▶ _Aim_:
Pick out each line in the entries that contains the word "path" and copy those lines.

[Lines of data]

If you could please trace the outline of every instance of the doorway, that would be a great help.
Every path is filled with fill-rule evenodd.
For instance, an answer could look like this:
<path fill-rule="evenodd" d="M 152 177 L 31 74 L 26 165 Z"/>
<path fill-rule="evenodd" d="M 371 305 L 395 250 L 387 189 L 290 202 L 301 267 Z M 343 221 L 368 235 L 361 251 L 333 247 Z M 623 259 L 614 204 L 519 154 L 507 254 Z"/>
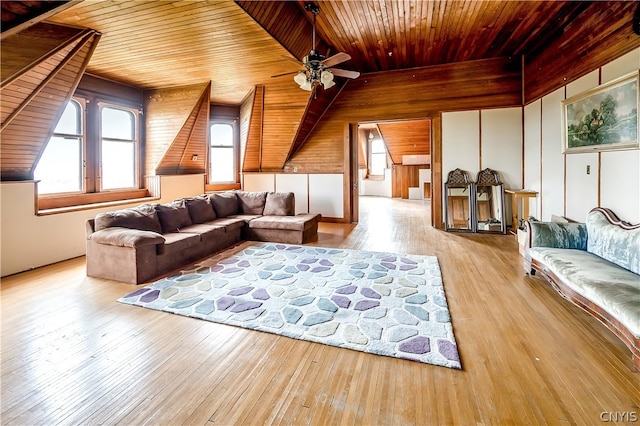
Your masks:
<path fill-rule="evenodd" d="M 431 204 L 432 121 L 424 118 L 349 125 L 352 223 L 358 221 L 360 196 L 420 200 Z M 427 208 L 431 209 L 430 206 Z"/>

▶ _Expected output_:
Every path is filled with fill-rule evenodd.
<path fill-rule="evenodd" d="M 152 177 L 31 74 L 26 165 Z"/>
<path fill-rule="evenodd" d="M 371 305 L 395 250 L 387 189 L 290 202 L 301 267 Z M 343 221 L 368 235 L 361 251 L 333 247 Z M 623 259 L 614 204 L 519 154 L 507 254 Z"/>
<path fill-rule="evenodd" d="M 431 204 L 432 121 L 424 118 L 349 125 L 352 223 L 358 221 L 360 196 L 420 200 Z M 427 208 L 431 209 L 430 206 Z"/>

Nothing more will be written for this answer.